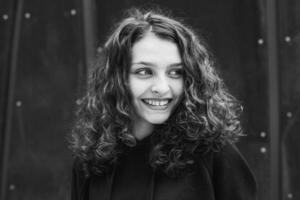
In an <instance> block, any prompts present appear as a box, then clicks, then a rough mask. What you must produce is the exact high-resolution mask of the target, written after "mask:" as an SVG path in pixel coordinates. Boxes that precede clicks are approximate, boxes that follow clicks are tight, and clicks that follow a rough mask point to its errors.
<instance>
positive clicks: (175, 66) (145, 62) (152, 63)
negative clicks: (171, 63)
mask: <svg viewBox="0 0 300 200" xmlns="http://www.w3.org/2000/svg"><path fill="white" fill-rule="evenodd" d="M138 64H140V65H146V66H153V67H154V66H156V64H155V63H152V62H145V61H141V62H135V63H132V65H138ZM181 66H183V63H182V62H180V63H172V64H171V65H169V67H181Z"/></svg>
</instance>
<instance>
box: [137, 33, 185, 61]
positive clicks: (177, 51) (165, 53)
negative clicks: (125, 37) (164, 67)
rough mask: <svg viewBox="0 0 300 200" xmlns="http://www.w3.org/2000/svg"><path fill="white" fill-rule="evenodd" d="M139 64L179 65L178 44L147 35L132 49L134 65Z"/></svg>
mask: <svg viewBox="0 0 300 200" xmlns="http://www.w3.org/2000/svg"><path fill="white" fill-rule="evenodd" d="M137 62H155V63H159V64H170V63H179V62H181V57H180V53H179V50H178V47H177V44H176V43H174V42H172V41H170V40H167V39H162V38H159V37H158V36H156V35H154V34H153V33H147V34H146V35H145V36H144V37H143V38H141V39H140V40H138V41H137V42H136V43H134V45H133V47H132V63H137Z"/></svg>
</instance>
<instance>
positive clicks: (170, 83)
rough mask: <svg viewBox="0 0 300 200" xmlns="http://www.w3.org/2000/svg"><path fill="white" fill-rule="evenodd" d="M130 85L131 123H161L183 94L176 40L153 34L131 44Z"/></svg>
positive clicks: (182, 89)
mask: <svg viewBox="0 0 300 200" xmlns="http://www.w3.org/2000/svg"><path fill="white" fill-rule="evenodd" d="M129 88H130V93H131V97H132V101H133V102H132V103H133V106H134V111H135V112H134V116H133V119H134V123H135V124H136V123H138V124H141V123H142V124H161V123H163V122H165V121H166V120H167V119H168V118H169V117H170V115H171V114H172V111H173V110H174V109H175V108H176V106H177V105H178V103H179V101H180V99H181V96H182V94H183V66H182V60H181V56H180V54H179V50H178V47H177V45H176V44H175V43H173V42H171V41H169V40H165V39H161V38H159V37H157V36H155V35H154V34H152V33H148V34H147V35H146V36H145V37H144V38H142V39H141V40H139V41H137V42H136V43H135V44H134V45H133V47H132V62H131V67H130V72H129Z"/></svg>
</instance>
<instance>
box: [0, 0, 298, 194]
mask: <svg viewBox="0 0 300 200" xmlns="http://www.w3.org/2000/svg"><path fill="white" fill-rule="evenodd" d="M133 6H135V7H140V6H143V7H148V6H151V7H155V6H159V7H160V8H162V9H167V10H169V11H171V12H172V13H173V15H174V16H177V17H179V18H182V19H184V20H185V21H186V22H187V24H190V25H191V26H192V27H193V28H195V30H196V31H197V32H199V33H201V34H203V35H204V37H205V38H206V39H207V41H208V43H209V44H210V46H211V47H212V49H213V50H214V54H215V55H216V56H217V58H218V62H219V63H220V67H219V71H221V73H222V75H223V77H224V79H225V82H226V84H227V86H228V87H229V88H230V91H231V92H232V93H233V94H234V95H235V96H236V97H237V98H238V99H239V100H240V101H241V102H242V104H243V105H244V111H245V112H244V116H243V125H244V131H245V133H246V134H247V136H246V137H243V138H242V139H241V142H240V143H239V144H238V147H239V148H240V150H241V151H242V153H243V154H244V156H245V158H246V159H247V160H248V162H249V164H250V167H251V168H252V169H253V171H254V173H255V175H256V177H257V182H258V184H259V198H258V199H259V200H279V199H280V200H285V199H300V190H299V189H300V171H299V169H300V156H299V154H300V148H299V145H300V133H299V130H300V114H299V112H300V105H299V103H300V101H299V100H300V1H298V0H226V1H221V0H197V1H195V0H184V1H183V0H164V1H159V0H152V1H146V0H101V1H100V0H99V1H97V0H59V1H57V0H56V1H40V0H28V1H25V0H0V17H1V18H0V97H1V98H0V189H1V190H0V199H1V200H20V199H22V200H39V199H43V200H50V199H51V200H53V199H56V200H63V199H69V196H70V195H69V194H70V179H71V165H72V156H71V152H70V151H69V150H68V143H67V141H66V135H67V134H68V132H70V129H71V127H72V120H73V119H74V109H75V107H76V99H77V98H79V97H80V95H81V94H82V93H83V91H84V89H85V86H84V85H85V82H86V76H87V72H88V71H89V69H90V66H91V63H92V60H93V57H94V56H95V54H96V52H97V49H98V50H99V47H100V46H101V45H102V44H103V42H104V40H105V39H106V37H107V34H108V33H109V31H110V30H111V29H112V24H113V23H115V22H117V21H119V19H120V17H121V16H122V15H123V11H124V9H128V8H131V7H133Z"/></svg>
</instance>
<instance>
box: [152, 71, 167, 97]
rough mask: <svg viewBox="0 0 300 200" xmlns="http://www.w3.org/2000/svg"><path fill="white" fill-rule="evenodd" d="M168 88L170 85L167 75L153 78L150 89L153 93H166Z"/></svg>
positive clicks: (166, 92)
mask: <svg viewBox="0 0 300 200" xmlns="http://www.w3.org/2000/svg"><path fill="white" fill-rule="evenodd" d="M169 90H170V85H169V81H168V79H167V77H163V76H162V77H157V78H156V79H154V81H153V84H152V87H151V91H152V92H153V93H154V94H157V95H159V96H162V95H164V94H166V93H168V92H169Z"/></svg>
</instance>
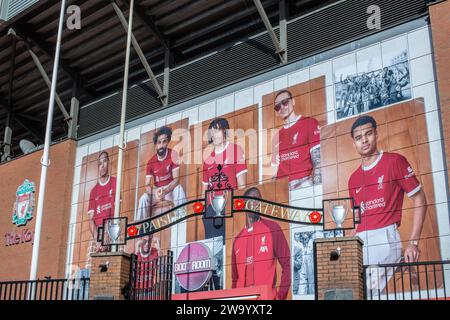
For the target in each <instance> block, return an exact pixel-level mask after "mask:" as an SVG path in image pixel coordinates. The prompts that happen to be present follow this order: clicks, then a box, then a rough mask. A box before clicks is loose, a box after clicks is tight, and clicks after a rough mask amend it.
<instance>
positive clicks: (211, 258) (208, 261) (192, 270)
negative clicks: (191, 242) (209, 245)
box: [174, 242, 214, 291]
mask: <svg viewBox="0 0 450 320" xmlns="http://www.w3.org/2000/svg"><path fill="white" fill-rule="evenodd" d="M213 266H214V263H213V256H212V254H211V251H210V250H209V248H208V247H207V246H206V245H204V244H203V243H199V242H193V243H189V244H188V245H187V246H185V247H184V248H183V250H181V253H180V255H179V256H178V259H177V262H175V264H174V274H175V276H176V277H177V279H178V282H179V283H180V286H181V287H182V288H184V289H185V290H187V291H195V290H198V289H200V288H202V287H203V286H204V285H205V284H206V283H207V282H208V281H209V280H210V279H211V276H212V272H213Z"/></svg>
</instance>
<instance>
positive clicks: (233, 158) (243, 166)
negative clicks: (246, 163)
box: [203, 142, 248, 189]
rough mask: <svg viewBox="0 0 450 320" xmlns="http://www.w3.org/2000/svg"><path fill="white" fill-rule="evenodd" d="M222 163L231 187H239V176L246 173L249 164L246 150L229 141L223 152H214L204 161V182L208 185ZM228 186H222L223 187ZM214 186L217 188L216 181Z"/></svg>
mask: <svg viewBox="0 0 450 320" xmlns="http://www.w3.org/2000/svg"><path fill="white" fill-rule="evenodd" d="M219 164H221V165H222V173H224V174H225V175H226V176H227V177H228V179H229V180H228V182H229V184H230V187H231V188H233V189H236V188H237V186H238V185H237V177H238V176H240V175H241V174H244V173H246V172H247V171H248V170H247V164H246V163H245V157H244V152H243V151H242V148H241V147H240V146H238V145H236V144H234V143H231V142H227V144H226V146H225V149H224V150H223V151H222V152H221V153H217V154H216V152H215V151H214V150H213V152H212V153H211V154H210V155H209V156H208V157H207V158H206V159H205V161H204V162H203V184H205V185H207V184H208V183H209V181H210V179H211V178H212V177H213V176H214V174H216V173H218V172H219V171H218V170H217V166H218V165H219ZM225 187H226V186H224V185H223V186H222V189H223V188H225ZM213 188H217V184H216V183H215V184H214V186H213Z"/></svg>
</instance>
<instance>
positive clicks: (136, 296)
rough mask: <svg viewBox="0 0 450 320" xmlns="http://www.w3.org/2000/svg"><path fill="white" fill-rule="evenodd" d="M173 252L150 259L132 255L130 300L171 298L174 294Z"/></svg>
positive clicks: (171, 251)
mask: <svg viewBox="0 0 450 320" xmlns="http://www.w3.org/2000/svg"><path fill="white" fill-rule="evenodd" d="M172 269H173V252H172V251H170V250H168V251H167V255H165V256H159V257H157V258H155V259H153V260H150V261H139V259H138V256H137V255H135V254H133V255H132V256H131V271H130V289H129V294H128V299H130V300H170V299H171V296H172Z"/></svg>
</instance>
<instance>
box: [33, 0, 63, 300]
mask: <svg viewBox="0 0 450 320" xmlns="http://www.w3.org/2000/svg"><path fill="white" fill-rule="evenodd" d="M65 8H66V0H62V1H61V12H60V15H59V26H58V37H57V40H56V50H55V59H54V61H53V74H52V85H51V88H50V99H49V101H48V114H47V126H46V130H45V144H44V155H43V156H42V159H41V179H40V182H39V195H38V203H37V213H36V226H35V233H34V242H33V254H32V257H31V271H30V280H31V281H34V280H36V277H37V267H38V260H39V242H40V239H41V227H42V214H43V210H44V201H45V185H46V181H47V169H48V166H49V165H50V160H49V151H50V144H51V135H52V121H53V110H54V109H55V96H56V83H57V81H58V66H59V54H60V51H61V38H62V30H63V24H64V13H65ZM35 289H36V288H35V286H32V290H30V294H31V295H30V297H29V298H30V299H31V298H34V292H35Z"/></svg>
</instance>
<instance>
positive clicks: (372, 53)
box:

■ ■ ■ ■ ■ ■ ■

Gather every line of the material above that contains the string "negative". Case counts, so only an exact-case match qualifies.

negative clicks: (171, 63)
negative clicks: (125, 37) (164, 67)
negative clicks: (191, 242) (209, 245)
negative clicks: (246, 163)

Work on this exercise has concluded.